■ **Requirements**
Quote exactly, and only, the lines from the one with "[indicate] rear wheel" through the end of the listing.

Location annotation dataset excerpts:

--- start ---

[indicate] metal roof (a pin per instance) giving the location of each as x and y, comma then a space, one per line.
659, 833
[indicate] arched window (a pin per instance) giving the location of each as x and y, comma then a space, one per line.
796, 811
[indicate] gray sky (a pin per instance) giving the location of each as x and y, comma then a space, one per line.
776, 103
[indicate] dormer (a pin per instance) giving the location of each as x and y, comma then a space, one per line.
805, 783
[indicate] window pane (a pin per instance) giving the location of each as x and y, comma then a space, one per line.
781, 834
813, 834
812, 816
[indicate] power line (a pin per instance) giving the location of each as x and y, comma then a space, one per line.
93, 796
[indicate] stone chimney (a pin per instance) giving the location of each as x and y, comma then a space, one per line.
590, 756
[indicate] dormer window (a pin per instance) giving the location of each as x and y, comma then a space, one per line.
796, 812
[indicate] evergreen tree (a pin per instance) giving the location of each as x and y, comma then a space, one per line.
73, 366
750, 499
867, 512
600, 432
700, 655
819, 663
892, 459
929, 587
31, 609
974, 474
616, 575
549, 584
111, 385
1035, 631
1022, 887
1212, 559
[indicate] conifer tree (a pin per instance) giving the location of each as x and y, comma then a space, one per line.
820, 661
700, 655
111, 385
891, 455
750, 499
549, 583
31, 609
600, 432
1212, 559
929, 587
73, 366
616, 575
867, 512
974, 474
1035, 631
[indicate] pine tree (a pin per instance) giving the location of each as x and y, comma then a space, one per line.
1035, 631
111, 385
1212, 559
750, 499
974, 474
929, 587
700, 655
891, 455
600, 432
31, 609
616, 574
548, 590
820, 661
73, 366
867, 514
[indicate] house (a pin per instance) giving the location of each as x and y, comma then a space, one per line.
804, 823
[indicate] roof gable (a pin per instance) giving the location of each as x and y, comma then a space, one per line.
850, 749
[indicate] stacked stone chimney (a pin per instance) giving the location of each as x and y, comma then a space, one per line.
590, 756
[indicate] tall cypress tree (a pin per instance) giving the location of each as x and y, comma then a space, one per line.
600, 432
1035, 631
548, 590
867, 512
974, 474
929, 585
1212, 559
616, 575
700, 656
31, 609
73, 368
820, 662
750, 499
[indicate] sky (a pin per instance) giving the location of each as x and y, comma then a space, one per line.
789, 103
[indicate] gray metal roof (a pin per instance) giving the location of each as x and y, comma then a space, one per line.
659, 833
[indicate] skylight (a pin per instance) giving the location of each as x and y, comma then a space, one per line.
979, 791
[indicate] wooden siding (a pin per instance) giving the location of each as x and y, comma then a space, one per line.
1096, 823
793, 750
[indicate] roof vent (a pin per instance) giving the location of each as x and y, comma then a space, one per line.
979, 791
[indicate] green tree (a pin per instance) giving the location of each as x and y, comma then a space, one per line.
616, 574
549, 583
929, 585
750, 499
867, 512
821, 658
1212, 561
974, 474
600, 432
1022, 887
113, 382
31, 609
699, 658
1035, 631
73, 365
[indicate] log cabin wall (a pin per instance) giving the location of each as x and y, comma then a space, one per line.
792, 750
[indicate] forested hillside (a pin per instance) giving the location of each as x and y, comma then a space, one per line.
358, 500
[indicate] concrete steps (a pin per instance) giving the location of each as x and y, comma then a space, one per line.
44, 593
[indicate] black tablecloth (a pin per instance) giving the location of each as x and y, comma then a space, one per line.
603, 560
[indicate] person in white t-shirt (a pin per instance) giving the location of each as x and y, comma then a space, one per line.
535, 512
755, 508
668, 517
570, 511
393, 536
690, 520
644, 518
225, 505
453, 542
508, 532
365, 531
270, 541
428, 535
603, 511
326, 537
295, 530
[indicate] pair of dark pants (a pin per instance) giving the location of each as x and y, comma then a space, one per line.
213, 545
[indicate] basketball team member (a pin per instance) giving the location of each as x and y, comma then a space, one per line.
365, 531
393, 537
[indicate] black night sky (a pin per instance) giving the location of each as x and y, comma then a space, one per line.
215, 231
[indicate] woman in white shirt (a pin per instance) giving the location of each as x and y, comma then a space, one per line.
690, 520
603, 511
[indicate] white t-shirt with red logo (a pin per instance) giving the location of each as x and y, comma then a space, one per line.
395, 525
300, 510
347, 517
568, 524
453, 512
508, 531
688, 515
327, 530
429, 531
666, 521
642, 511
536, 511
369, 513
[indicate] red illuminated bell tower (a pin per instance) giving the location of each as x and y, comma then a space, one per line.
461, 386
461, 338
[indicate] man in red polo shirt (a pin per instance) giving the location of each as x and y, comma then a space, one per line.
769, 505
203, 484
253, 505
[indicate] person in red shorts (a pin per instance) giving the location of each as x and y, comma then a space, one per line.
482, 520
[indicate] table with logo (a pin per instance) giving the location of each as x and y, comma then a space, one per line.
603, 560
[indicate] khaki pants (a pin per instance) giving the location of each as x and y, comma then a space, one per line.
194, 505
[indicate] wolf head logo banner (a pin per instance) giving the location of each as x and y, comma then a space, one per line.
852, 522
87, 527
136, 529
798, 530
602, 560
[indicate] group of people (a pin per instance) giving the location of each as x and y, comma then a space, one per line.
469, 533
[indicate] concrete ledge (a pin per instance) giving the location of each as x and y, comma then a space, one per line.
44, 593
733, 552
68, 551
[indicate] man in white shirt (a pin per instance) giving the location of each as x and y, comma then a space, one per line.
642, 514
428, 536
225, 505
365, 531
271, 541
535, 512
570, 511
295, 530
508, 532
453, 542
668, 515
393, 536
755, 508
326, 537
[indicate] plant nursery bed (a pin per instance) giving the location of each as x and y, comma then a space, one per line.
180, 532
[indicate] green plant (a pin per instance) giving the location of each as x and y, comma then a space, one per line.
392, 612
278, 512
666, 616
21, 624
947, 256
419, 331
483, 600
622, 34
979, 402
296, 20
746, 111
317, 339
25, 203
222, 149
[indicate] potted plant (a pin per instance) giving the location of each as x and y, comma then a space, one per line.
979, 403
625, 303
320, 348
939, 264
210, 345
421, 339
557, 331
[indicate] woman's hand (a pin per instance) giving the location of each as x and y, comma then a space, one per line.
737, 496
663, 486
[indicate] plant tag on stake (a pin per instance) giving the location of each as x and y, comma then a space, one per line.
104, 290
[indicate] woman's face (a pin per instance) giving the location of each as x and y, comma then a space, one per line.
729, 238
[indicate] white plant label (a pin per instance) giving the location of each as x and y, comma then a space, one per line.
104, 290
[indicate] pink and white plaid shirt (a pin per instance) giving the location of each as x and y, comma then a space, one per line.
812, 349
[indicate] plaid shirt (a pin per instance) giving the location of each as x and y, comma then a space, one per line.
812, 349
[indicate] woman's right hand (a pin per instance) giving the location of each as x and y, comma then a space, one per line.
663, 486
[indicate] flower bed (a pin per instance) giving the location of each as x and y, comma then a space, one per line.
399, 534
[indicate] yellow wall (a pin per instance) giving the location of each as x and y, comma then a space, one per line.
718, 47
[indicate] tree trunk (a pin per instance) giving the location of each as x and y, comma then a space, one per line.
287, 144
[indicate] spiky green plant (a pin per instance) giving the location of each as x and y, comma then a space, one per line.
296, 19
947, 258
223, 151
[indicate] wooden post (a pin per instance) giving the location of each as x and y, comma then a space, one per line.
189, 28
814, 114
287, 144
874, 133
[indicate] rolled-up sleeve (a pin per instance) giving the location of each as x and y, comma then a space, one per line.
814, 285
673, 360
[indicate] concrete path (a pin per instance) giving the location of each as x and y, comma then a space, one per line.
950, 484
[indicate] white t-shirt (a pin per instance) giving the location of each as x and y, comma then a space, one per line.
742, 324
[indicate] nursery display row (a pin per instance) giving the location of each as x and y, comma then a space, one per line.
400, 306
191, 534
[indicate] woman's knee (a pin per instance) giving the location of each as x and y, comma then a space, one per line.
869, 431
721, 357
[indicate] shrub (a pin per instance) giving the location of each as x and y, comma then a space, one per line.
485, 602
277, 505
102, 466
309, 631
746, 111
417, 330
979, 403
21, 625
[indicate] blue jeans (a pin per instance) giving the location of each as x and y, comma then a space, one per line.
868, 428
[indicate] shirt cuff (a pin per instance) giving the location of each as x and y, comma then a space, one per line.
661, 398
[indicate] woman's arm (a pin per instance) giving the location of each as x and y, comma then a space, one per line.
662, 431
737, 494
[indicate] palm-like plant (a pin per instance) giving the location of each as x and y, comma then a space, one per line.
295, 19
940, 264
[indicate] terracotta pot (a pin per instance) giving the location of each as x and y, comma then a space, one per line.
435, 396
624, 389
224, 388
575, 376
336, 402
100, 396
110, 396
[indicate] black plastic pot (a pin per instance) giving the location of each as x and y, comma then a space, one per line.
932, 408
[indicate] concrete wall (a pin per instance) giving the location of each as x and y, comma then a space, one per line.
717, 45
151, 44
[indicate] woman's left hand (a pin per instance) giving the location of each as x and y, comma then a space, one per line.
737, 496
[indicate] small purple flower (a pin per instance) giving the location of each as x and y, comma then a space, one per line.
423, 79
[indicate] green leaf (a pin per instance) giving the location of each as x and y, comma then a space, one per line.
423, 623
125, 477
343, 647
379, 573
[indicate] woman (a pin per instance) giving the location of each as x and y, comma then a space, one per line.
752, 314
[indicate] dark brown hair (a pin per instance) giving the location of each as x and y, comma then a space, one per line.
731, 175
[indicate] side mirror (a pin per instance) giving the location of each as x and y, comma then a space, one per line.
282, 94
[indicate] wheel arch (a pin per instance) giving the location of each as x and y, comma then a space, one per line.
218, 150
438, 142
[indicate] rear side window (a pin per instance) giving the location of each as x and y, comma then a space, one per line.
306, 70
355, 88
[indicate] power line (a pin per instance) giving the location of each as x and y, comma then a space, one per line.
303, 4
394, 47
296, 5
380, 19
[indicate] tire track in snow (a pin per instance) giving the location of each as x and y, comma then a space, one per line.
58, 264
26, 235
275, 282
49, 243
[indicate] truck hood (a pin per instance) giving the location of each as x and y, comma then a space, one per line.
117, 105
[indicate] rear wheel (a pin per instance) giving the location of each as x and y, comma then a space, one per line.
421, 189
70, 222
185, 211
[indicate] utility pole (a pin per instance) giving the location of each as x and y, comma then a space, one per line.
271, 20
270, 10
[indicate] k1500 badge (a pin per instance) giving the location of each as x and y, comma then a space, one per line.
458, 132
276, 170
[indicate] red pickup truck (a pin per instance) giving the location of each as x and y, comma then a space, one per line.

--- end ---

■ **Expected answer**
[indicate] rear wheel (a pin per instance) giving the location of each as x and y, comma then a space, one per line.
421, 189
70, 222
185, 211
[indicate] utility pole (a pin per instance) giving the location of each as x and y, comma then a space, one per line.
271, 20
270, 10
[indicate] k1500 badge (a pin per instance) giving the location of each as x and y, comma then a space, one per line.
458, 132
276, 170
[indicate] red pickup truck (a pin per instance) giving the location of each as x and y, comma then a space, one per line.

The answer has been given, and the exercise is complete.